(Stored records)

──────────────────────────────

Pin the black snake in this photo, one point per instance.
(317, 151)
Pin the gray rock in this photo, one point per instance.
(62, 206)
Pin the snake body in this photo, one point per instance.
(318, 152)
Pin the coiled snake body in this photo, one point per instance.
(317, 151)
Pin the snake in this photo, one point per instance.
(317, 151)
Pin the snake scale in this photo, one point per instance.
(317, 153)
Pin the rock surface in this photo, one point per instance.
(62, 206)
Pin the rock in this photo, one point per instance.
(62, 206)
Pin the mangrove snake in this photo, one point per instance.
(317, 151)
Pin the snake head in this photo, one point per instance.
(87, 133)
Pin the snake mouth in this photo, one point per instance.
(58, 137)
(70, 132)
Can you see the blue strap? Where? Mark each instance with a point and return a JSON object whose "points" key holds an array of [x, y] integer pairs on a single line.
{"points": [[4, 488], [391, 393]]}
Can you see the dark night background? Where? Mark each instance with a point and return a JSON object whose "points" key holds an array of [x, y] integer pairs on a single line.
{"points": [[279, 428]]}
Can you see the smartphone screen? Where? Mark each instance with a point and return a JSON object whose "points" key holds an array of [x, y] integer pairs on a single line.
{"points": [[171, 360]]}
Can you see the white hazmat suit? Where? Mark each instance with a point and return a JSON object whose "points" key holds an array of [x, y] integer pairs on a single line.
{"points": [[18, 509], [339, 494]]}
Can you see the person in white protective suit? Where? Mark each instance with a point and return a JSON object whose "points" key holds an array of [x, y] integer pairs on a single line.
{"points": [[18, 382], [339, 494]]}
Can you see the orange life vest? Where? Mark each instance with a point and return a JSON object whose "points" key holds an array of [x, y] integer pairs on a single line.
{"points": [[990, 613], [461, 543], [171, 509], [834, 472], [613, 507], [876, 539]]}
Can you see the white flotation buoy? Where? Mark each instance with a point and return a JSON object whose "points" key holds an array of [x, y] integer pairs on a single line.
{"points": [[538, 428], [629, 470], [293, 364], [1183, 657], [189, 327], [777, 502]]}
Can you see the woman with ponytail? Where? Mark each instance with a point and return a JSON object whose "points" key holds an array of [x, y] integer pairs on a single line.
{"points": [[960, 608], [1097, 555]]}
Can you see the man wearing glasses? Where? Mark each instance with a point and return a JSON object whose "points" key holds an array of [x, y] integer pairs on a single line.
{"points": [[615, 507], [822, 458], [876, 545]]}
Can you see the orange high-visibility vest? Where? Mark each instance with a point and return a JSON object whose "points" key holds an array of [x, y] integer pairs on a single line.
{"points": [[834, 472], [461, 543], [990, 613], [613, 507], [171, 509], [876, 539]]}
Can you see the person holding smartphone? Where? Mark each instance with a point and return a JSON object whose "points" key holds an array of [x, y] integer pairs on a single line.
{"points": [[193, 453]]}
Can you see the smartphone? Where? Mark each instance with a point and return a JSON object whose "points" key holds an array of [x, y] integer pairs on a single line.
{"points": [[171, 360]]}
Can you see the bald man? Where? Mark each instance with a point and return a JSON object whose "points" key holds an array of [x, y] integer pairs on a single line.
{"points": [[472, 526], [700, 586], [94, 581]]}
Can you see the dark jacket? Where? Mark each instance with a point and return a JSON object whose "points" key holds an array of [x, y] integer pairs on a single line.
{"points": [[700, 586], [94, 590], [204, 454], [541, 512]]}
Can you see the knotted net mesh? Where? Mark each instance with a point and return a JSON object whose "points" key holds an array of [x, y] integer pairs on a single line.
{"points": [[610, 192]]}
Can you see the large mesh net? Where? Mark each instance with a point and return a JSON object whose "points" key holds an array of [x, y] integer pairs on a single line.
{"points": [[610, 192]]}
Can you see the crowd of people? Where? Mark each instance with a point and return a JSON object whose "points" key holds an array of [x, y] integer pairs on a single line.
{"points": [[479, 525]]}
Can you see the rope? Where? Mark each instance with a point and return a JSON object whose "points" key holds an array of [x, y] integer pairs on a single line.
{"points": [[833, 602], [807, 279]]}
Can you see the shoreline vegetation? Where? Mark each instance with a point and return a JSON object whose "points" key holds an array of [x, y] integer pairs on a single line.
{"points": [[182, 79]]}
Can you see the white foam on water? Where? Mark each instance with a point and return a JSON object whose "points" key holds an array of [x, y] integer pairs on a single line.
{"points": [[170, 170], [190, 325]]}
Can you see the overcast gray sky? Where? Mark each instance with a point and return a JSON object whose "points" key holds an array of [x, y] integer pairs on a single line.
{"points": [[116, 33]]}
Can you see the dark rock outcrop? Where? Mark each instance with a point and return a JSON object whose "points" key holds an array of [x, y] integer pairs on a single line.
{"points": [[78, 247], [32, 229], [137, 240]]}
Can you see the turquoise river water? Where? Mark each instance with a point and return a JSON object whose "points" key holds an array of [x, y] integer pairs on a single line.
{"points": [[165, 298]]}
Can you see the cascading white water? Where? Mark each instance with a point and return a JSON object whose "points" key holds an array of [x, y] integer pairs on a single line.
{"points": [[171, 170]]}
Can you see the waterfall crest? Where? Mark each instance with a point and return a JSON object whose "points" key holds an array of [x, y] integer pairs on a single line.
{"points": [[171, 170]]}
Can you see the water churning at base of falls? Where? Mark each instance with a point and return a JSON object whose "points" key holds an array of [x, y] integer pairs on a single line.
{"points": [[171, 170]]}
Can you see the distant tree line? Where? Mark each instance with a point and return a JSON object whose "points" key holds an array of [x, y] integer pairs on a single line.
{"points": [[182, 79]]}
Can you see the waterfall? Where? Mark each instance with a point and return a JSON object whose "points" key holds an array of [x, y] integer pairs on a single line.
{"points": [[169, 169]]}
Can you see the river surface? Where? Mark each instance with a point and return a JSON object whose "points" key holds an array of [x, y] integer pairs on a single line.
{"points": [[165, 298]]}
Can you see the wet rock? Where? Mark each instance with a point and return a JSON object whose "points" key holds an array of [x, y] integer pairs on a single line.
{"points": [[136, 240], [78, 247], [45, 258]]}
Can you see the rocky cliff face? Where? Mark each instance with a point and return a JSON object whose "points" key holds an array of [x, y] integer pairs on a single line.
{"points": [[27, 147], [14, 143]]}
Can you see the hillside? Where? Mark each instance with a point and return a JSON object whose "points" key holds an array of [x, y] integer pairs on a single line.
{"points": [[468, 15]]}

──────────────────────────────

## Aim of the exercise
Give back, unchanged, the line that holds "Can you see the water churning" along with all lines after it through the last line above.

## Task answer
Can you see the water churning at base of falls? Where? Mark each instance with a point and return a JSON object whose "points" key holds an array of [x, y] integer pairs on a single line.
{"points": [[171, 170]]}
Can you see the distant tree line? Where? Mark each instance with a point and return a JSON object whose "points" key holds an array of [x, y] integer pairs on a single line.
{"points": [[182, 79]]}
Can you see the waterfall? Where? Mark each instance with a point and return a JSON object whose "points" key holds an array of [x, y] integer pairs on a single line.
{"points": [[169, 169]]}
Can you see the river surface? Where? Mark each instance with a point and return a JSON object whose "points" key holds an array of [x, y] integer pairs on a single line.
{"points": [[165, 298]]}
Can you see the wet rock? Where? Mark each instance with a point and return a JSON object whose "points" key holds an array of [x, y] integer pairs on a single line.
{"points": [[136, 240], [78, 247], [45, 258]]}
Can you see the rocky cliff face? Where? Mark each instance with a point and return a JSON object whose "points" key holds an array of [x, y] integer pairs on a single line.
{"points": [[27, 147], [14, 143]]}
Can you see the hillside? Where? Mark each instance with a point and return a JSON object whose "points" key holds an array of [x, y] integer pairs on a single line.
{"points": [[468, 15]]}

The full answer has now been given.